- **Goal**: Copy the rows below line for line, with no changes, and leave the pictures out of your copy.

- **Material supplied**:

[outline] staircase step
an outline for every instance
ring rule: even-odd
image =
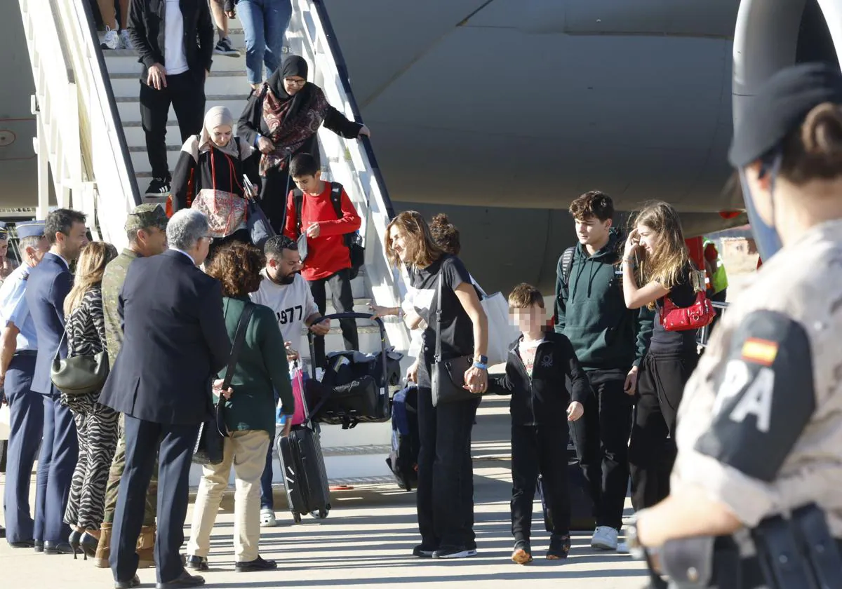
[[[109,74],[114,95],[119,98],[136,97],[140,93],[139,71]],[[211,95],[240,95],[245,100],[248,96],[248,82],[245,69],[211,70],[205,82],[205,93]],[[239,113],[232,113],[238,116]]]
[[[115,100],[117,102],[117,109],[120,111],[120,119],[124,125],[128,122],[140,122],[141,104],[139,95],[120,96],[116,97]],[[236,113],[236,116],[238,116],[246,105],[246,94],[210,94],[205,97],[205,104],[206,109],[211,106],[226,106],[232,114]],[[173,110],[172,107],[170,107],[169,114],[168,114],[168,120],[176,120],[175,111]]]

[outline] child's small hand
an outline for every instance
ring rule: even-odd
[[[574,401],[568,406],[568,421],[575,422],[584,415],[584,407],[578,401]]]

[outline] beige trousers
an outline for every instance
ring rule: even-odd
[[[210,532],[222,494],[234,467],[234,553],[237,562],[258,557],[260,540],[260,475],[266,465],[269,434],[261,430],[232,432],[225,438],[222,462],[202,467],[202,480],[193,508],[187,554],[207,556]]]

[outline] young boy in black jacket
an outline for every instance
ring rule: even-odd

- **Reply**:
[outline] staircase step
an outline for every instance
ring rule: even-odd
image =
[[[109,74],[114,95],[119,98],[136,97],[140,93],[139,71]],[[211,95],[240,95],[245,100],[248,96],[248,82],[245,69],[211,70],[205,82],[205,93]],[[239,113],[232,113],[238,116]]]
[[[115,100],[117,102],[117,109],[120,111],[120,119],[124,125],[128,122],[140,122],[141,104],[139,95],[120,96],[116,97]],[[236,113],[236,116],[238,116],[246,105],[246,94],[210,94],[205,97],[205,104],[206,109],[211,106],[226,106],[232,114]],[[173,110],[172,107],[170,107],[169,114],[168,114],[168,120],[176,120],[175,111]]]

[outline] child's small hand
an outline for every instance
ring rule: even-odd
[[[574,401],[568,406],[568,421],[575,422],[584,415],[584,407],[578,401]]]

[outline] beige trousers
an outline for every instance
ring rule: even-odd
[[[210,532],[222,494],[234,467],[234,553],[237,562],[258,557],[260,540],[260,475],[266,465],[269,434],[261,430],[232,432],[225,438],[222,462],[202,467],[202,480],[193,508],[187,554],[207,556]]]

[outline] young boy in black jacket
an outline for every instance
ring rule: even-odd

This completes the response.